**What you will do**
Please return every one of the entries below verbatim, with each line unchanged and in its original order.

********

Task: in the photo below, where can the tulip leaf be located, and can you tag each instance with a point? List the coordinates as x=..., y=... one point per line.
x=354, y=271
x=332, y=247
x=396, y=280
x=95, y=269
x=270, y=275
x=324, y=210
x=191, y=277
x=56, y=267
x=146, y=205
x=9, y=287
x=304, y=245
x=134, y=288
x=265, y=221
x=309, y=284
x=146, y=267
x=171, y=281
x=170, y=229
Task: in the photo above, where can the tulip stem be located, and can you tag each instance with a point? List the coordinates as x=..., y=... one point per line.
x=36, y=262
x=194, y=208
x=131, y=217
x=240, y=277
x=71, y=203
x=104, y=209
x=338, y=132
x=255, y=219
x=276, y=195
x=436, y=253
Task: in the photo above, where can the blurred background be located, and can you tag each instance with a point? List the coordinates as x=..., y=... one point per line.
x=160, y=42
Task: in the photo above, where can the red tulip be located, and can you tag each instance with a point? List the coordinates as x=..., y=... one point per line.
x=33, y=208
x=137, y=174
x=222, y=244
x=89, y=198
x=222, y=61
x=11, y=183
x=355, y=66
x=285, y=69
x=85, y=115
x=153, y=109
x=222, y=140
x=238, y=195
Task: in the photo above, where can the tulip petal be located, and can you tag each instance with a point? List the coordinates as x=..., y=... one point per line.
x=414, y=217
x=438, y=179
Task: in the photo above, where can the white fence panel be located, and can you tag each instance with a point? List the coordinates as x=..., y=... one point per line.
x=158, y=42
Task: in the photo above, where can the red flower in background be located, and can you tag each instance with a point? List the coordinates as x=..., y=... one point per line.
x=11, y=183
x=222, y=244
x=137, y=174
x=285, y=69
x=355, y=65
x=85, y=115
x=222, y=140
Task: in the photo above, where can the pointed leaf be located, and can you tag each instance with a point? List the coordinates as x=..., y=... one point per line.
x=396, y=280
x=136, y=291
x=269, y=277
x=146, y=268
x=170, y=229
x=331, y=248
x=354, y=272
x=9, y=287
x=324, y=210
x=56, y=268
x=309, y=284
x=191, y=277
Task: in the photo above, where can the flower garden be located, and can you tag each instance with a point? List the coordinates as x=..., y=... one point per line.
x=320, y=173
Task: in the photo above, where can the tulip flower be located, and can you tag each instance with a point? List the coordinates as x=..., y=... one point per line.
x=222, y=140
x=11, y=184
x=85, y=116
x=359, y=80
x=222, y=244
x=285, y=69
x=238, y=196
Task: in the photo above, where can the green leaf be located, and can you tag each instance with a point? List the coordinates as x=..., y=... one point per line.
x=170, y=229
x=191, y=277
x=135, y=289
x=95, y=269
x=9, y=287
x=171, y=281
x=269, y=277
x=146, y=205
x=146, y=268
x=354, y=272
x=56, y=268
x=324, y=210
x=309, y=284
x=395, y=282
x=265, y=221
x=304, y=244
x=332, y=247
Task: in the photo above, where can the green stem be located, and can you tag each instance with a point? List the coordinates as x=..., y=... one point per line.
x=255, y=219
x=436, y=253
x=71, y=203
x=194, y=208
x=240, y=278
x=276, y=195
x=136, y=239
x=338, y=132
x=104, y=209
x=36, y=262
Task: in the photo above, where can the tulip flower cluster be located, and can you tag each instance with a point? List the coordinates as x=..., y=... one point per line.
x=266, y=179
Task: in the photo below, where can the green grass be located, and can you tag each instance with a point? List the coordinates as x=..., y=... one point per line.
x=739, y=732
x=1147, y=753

********

**Response to the task**
Task: in the photo below, where can the tulip leaf be located, and can you tag each instance with a point? List the coordinates as x=..., y=... one point per line.
x=354, y=271
x=332, y=247
x=396, y=280
x=95, y=269
x=270, y=275
x=324, y=210
x=191, y=277
x=56, y=267
x=146, y=205
x=9, y=287
x=304, y=245
x=134, y=288
x=265, y=221
x=309, y=284
x=146, y=267
x=171, y=281
x=170, y=229
Task: in the photo above, where can the tulip stem be located, and can you tag each instance with a point? List the coordinates as x=..., y=... one point per line.
x=36, y=262
x=194, y=208
x=131, y=217
x=240, y=277
x=71, y=203
x=104, y=209
x=338, y=132
x=255, y=219
x=276, y=195
x=436, y=253
Task: in the photo above, where can the blurred background be located, and can you tag each instance with a point? List the coordinates as x=..., y=... one point per line.
x=160, y=42
Task: in the photo above, where can the red tulip be located, and can you tag each instance with a point? List the coordinates as x=..., y=... one point per line.
x=33, y=208
x=137, y=174
x=222, y=244
x=89, y=198
x=222, y=61
x=11, y=183
x=355, y=66
x=285, y=69
x=85, y=115
x=153, y=109
x=222, y=140
x=238, y=195
Task: in the photo above, where can the tulip petal be located, and can you tag each instance with a point? List the coordinates as x=..., y=... one point per line.
x=414, y=217
x=438, y=179
Task: in the photo above, where can the white fence panel be located, and can you tag each instance with a point? List the coordinates as x=..., y=... one point per line.
x=158, y=42
Task: in the photo above, where can the red flower in background be located, and can you tag each instance with a point? List the coordinates as x=..., y=... one point per line.
x=11, y=183
x=222, y=244
x=137, y=174
x=285, y=69
x=355, y=65
x=85, y=115
x=222, y=140
Task: in the photo above, where can the pointed leaf be located, and can you tag each instance with a point? List the coordinates as x=..., y=... one point per line.
x=396, y=280
x=136, y=291
x=269, y=277
x=146, y=268
x=170, y=229
x=331, y=248
x=354, y=272
x=9, y=287
x=324, y=210
x=56, y=268
x=309, y=284
x=191, y=277
Task: in the photo above, where can the flower garden be located, and can you tag each instance with a point? List the coordinates as x=..., y=... one point per line.
x=320, y=173
Task: in the photo above, where can the tulip flower be located, and can you tag each instance with a point? List the coordinates as x=..., y=... one point per line.
x=222, y=140
x=11, y=184
x=85, y=116
x=359, y=80
x=222, y=244
x=285, y=69
x=238, y=196
Task: in the photo above, where can the green leaf be located, and can you tag each instance with a point? List the coordinates as x=..., y=... one point per line.
x=170, y=229
x=191, y=277
x=135, y=289
x=95, y=269
x=9, y=287
x=171, y=281
x=269, y=277
x=146, y=205
x=146, y=268
x=354, y=272
x=56, y=268
x=324, y=210
x=309, y=284
x=395, y=282
x=265, y=221
x=304, y=244
x=332, y=247
Task: in the photo above, where can the green stem be located, and can you tag each instance with a point? List the coordinates as x=..., y=... one point per line.
x=255, y=219
x=436, y=253
x=71, y=203
x=194, y=208
x=240, y=278
x=276, y=195
x=136, y=239
x=338, y=132
x=104, y=209
x=36, y=262
Task: in the photo above, where can the tulip flower cluster be located, and can you tag each instance with a point? List the coordinates as x=..., y=... one point per line.
x=266, y=179
Task: in the photo below, where can the green grass be located, and can you tag each instance with a point? List the coordinates as x=..., y=... one point per line.
x=739, y=732
x=1147, y=753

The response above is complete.